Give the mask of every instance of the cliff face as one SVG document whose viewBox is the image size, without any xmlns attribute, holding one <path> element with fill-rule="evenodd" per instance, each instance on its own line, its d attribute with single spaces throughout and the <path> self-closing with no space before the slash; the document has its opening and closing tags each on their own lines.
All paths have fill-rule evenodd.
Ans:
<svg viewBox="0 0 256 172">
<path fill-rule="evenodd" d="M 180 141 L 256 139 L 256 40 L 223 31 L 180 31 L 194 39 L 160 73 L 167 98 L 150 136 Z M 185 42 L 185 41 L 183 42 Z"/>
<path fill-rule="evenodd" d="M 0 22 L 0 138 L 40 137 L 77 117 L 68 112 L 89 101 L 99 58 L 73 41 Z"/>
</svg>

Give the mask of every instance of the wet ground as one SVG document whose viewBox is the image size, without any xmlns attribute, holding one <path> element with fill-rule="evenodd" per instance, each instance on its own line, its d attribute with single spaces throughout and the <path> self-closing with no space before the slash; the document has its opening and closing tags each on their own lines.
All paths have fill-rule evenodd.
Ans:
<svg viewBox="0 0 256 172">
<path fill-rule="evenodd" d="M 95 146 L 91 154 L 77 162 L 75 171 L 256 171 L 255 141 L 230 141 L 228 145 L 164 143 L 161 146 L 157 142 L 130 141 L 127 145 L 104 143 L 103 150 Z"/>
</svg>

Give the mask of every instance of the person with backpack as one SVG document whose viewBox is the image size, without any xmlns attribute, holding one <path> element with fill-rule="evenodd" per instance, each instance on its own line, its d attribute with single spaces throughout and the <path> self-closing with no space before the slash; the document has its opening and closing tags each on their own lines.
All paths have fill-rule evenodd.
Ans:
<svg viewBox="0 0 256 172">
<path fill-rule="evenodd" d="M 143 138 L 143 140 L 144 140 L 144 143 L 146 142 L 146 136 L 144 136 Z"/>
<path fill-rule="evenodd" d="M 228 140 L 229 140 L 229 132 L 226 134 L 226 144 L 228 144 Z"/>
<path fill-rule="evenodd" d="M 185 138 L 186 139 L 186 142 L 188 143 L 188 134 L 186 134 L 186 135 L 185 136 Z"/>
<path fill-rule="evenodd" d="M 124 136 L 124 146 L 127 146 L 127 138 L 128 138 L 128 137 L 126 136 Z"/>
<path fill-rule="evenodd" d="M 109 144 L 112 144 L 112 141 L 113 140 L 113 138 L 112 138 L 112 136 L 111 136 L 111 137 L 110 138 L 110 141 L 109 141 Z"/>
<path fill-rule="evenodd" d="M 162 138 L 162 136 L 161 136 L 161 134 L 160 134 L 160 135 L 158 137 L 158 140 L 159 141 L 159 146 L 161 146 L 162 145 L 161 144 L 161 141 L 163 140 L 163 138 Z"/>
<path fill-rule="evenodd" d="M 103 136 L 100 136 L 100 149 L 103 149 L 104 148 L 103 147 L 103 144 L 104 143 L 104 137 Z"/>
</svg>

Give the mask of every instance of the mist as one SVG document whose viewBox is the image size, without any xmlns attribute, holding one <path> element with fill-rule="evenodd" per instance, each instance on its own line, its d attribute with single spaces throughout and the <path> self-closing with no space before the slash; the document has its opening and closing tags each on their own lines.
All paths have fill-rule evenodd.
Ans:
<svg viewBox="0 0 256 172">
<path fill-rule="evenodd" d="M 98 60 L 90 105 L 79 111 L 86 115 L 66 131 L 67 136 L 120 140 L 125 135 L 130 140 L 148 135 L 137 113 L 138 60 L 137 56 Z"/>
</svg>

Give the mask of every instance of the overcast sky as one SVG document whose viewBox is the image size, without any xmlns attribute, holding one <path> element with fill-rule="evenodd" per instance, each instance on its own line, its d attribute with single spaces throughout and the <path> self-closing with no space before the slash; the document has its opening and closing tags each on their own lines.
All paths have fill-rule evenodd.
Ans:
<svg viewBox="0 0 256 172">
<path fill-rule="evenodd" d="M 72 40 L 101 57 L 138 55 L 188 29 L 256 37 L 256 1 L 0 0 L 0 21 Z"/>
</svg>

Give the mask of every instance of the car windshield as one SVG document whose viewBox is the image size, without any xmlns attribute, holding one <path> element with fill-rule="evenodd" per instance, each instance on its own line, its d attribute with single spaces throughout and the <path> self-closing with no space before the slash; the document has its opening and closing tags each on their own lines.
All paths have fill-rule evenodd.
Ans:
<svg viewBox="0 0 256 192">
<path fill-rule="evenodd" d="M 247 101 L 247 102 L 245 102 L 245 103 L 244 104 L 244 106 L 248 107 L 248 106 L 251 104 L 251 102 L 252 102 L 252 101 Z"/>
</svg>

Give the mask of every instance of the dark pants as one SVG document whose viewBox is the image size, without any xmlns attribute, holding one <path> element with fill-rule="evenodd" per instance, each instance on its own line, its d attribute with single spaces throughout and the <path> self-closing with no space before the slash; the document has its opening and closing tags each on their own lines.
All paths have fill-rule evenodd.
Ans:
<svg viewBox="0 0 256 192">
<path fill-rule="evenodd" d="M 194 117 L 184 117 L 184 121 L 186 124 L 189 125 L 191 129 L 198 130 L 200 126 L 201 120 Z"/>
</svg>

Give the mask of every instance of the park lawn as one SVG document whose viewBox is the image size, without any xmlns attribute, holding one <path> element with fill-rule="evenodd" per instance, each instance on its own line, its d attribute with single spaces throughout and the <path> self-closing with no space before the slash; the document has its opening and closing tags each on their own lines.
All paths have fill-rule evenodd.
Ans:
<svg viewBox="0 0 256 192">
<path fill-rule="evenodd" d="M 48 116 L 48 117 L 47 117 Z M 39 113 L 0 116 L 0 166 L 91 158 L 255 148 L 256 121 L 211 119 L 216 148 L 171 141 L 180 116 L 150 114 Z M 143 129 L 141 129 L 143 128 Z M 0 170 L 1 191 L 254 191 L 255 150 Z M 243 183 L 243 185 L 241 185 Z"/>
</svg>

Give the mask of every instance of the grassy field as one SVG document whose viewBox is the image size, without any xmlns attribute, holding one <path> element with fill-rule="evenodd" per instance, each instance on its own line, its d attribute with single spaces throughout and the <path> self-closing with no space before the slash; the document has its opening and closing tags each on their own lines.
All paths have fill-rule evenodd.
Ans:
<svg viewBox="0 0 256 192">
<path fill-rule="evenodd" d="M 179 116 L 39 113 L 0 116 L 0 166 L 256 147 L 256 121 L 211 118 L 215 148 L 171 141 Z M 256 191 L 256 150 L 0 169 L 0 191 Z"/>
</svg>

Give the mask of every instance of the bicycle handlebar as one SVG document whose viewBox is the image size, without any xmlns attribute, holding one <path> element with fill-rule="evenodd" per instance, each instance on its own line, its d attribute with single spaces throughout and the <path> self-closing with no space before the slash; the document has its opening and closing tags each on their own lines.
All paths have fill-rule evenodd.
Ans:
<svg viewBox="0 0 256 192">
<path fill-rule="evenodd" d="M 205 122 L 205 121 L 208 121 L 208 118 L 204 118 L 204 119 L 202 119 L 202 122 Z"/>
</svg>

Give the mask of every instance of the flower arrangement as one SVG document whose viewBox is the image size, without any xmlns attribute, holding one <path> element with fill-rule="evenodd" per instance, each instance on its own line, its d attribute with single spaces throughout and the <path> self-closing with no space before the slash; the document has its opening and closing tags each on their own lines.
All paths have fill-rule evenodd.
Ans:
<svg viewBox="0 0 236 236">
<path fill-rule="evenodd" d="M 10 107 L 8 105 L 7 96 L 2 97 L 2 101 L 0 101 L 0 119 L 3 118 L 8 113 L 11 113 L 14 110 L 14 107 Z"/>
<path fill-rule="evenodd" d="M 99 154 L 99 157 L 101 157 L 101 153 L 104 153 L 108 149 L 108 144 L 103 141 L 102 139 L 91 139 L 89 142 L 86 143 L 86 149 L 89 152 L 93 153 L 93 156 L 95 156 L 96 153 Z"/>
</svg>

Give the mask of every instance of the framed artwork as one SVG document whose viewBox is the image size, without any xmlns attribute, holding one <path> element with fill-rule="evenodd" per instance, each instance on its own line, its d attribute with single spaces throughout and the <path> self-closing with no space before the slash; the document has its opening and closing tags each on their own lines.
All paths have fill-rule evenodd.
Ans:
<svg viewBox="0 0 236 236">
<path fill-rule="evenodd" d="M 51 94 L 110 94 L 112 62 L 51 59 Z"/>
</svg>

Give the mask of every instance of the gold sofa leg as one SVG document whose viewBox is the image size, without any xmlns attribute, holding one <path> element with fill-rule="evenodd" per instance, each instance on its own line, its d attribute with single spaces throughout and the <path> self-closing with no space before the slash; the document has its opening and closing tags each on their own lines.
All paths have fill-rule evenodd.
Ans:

──────────────────────────────

> _TASK_: Collect every line of the entries that contains the word "pants", and copy each one out in full.

> _SOLUTION BELOW_:
Give the mask of every instance of the dark pants as one SVG document whose viewBox is the image size, without any xmlns attribute, holding one <path> element with fill-rule="evenodd" per instance, each instance on its own line, its d attribute with single spaces throughout and the <path> self-closing with no space before the slash; the document has its opening and closing tags each on their own lines.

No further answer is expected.